SHORT EXERCISE. Copy every one of the entries below, word for word.

Extracted entries
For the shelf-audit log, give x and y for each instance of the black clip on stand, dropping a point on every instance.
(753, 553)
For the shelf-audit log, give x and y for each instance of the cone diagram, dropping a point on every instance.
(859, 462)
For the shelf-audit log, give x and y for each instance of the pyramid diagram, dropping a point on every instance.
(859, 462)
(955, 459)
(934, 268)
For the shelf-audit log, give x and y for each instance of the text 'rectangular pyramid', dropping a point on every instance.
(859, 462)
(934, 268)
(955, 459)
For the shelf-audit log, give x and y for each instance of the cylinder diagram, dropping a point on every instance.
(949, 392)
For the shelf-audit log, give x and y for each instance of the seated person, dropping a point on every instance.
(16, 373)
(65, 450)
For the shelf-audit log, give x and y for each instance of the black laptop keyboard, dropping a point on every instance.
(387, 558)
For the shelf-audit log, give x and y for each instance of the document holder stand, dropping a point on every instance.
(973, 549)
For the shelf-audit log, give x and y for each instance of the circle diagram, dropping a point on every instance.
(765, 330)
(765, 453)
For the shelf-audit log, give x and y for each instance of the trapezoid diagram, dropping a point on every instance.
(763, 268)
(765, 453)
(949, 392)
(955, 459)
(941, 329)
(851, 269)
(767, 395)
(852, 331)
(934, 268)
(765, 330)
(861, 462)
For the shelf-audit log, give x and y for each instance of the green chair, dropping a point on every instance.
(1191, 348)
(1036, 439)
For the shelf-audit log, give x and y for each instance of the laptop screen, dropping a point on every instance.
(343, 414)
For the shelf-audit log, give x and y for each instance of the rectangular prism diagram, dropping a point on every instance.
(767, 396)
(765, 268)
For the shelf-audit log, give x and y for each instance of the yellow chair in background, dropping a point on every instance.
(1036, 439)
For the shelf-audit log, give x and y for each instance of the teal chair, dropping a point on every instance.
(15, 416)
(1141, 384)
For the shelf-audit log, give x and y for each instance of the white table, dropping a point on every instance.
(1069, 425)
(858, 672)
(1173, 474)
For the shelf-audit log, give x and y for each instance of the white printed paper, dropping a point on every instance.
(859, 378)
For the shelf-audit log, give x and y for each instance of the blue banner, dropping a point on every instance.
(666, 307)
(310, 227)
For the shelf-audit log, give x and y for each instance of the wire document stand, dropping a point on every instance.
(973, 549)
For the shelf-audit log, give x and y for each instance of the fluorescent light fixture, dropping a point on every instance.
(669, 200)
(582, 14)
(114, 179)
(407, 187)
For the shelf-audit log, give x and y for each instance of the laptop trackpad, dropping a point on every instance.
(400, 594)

TASK ANSWER.
For the shelf-audit log, give x and y for each instance of the black clip on stand, dropping a point on every instance.
(753, 553)
For the shelf-audit log, give x and y for each instance of the cone diagram, dropping a point on every instance.
(859, 462)
For the shelf-audit log, give x and y for each instance of the pyramid diagram, dropping a point on every instance.
(859, 462)
(955, 459)
(934, 268)
For the shelf-audit log, give x and y for each instance of the text 'rectangular pyramid', dropping a point on every instance.
(859, 462)
(934, 268)
(955, 459)
For the shelf-audit log, give x and y for each instance of the cylinder diagram, dropping a point on every instance.
(949, 392)
For the shelf-audit log, give x and y for each instance of the seated person, dropping a point on every instance.
(16, 373)
(65, 450)
For the shelf-audit log, give x and y for each instance of the black laptop keyboard, dropping a point on every instance.
(387, 558)
For the shelf-audit log, give x and y for each instance of the document holder stand, dropping a point on every instance.
(973, 549)
For the shelf-audit log, give x and y for each instance of the circle diagram, dropping a point on every instance.
(765, 330)
(765, 453)
For the shelf-audit log, give x and y for each instance of the trapezoid diagram, dropping a point on every instance.
(763, 268)
(765, 453)
(949, 392)
(955, 459)
(941, 329)
(851, 269)
(767, 395)
(852, 331)
(934, 268)
(765, 330)
(861, 462)
For the shelf-audit log, give x and y for each instance of the green chair, dropping a point on every instance.
(1191, 348)
(1036, 439)
For the shelf-audit log, give x and y for each instance of the laptop screen, dropping a point on every instance.
(343, 414)
For the shelf-audit log, give x and y for each instance of the rectangular prism diagram, dropping a point on every instance.
(767, 396)
(765, 268)
For the shelf-audit log, give x and y for each instance of the yellow chair in background, dropping a point on every instance.
(1036, 439)
For the shelf-audit log, give x and y for each instance of the teal chair, dropping a point on every instance.
(15, 416)
(1141, 384)
For the shelf-audit log, give x and y for each instance of the white table, dropping a point on every instance.
(1069, 425)
(858, 672)
(1173, 474)
For the shelf-audit log, give x and y for each instance of the white printed paper, dropping a point on every instance.
(859, 378)
For the shelf-audit log, give x and y for each instance of the blue banner, dropping a point on every instance.
(666, 307)
(310, 227)
For the shelf-audit log, give x and y for each instance of the wire document stand, dropping a point on every instance.
(973, 549)
For the shelf-audit log, give x and y for each instance of the fluorescent light fixture, dropping a point on every instance.
(669, 200)
(582, 14)
(114, 179)
(407, 187)
For the shelf-audit log, give x and y for each instance of the laptop trackpad, dropping a point on every instance.
(400, 594)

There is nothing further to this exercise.